START Supplied material

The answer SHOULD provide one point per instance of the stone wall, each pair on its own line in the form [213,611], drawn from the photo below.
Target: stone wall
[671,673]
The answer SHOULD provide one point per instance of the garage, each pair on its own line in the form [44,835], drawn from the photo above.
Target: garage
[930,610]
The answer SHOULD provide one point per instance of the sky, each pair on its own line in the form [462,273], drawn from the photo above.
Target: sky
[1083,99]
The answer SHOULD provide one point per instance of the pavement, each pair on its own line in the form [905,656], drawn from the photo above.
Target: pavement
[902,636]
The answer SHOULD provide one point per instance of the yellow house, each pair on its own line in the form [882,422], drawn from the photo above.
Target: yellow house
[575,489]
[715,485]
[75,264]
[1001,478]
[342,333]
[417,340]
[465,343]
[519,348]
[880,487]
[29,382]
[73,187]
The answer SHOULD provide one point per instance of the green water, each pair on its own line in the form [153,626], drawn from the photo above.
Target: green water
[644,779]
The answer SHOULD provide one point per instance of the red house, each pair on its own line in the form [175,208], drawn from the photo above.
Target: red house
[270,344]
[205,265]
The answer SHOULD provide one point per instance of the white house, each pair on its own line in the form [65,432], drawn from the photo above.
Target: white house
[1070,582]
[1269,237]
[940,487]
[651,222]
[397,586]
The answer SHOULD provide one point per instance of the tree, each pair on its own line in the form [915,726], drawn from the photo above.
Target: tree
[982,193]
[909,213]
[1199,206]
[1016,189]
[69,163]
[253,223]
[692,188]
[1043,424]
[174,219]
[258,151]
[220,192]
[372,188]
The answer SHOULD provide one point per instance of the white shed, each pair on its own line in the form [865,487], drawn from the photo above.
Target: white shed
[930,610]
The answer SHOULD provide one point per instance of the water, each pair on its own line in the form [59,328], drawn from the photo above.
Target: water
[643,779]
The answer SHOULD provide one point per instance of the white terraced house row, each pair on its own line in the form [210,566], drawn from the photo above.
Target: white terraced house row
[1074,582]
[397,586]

END Supplied material

[Task to complete]
Return the whole listing exactly as it reads.

[Finished task]
The answer SHOULD provide one point per instance of the stone wall, each pair on its own line in the form [213,611], drawn from the photo below.
Target: stone wall
[671,673]
The answer SHOULD provide one point per instance of the garage, each pair on its own line in the form [44,835], drawn from the photo above.
Target: garage
[930,610]
The answer SHOULD provide one point per instance of the sky, each pair on its own line in the form [462,273], drawn from the photo above.
Target: sky
[1083,99]
The answer SHOULD provide one point per instance of the pavement, each pair on its own line in the form [905,656], drawn from the photo above.
Target: pavement
[902,636]
The answer SHOULD provide one point per instance of the yellow house, each pair on its own line in the form [882,422], drawn from the photo above.
Target: yellow house
[575,489]
[715,485]
[75,264]
[1001,478]
[342,333]
[417,340]
[465,343]
[519,348]
[880,487]
[29,382]
[73,187]
The answer SHOULD provide one point per instance of the green water, each pair on its own line in the form [153,626], drawn from the photo above.
Target: green water
[644,779]
The answer SHOULD provide one point per instance of the red house, each pair on its own line in the form [175,208], drawn from the photo above.
Target: red house
[270,344]
[205,265]
The answer SHOULD provide one point per instance of the white house, each pair on its own line in the form [65,432], drawn from the photo above.
Target: white house
[1070,582]
[1269,237]
[940,487]
[651,222]
[397,586]
The answer SHOULD provide one point per instance of the tree, each pair on its own line in the form [915,726], drawn from the photo above.
Target: tree
[982,193]
[909,213]
[1199,206]
[1016,189]
[69,163]
[253,223]
[692,188]
[1043,424]
[174,219]
[258,151]
[220,192]
[372,188]
The answer SHOULD provide one point per instance of the white shed, each pair on its own line in the form [865,487], drawn from the photo above.
Target: white shed
[930,610]
The answer SHOULD provide one point per instance of the water, each pair on its own line in the form [59,328], drawn from the photo above.
Target: water
[643,779]
The answer SHOULD provide one point per instance of the white terraced house row, each pair on its own line in the form [210,566], drawn from the photo above.
Target: white terraced house row
[1074,582]
[397,586]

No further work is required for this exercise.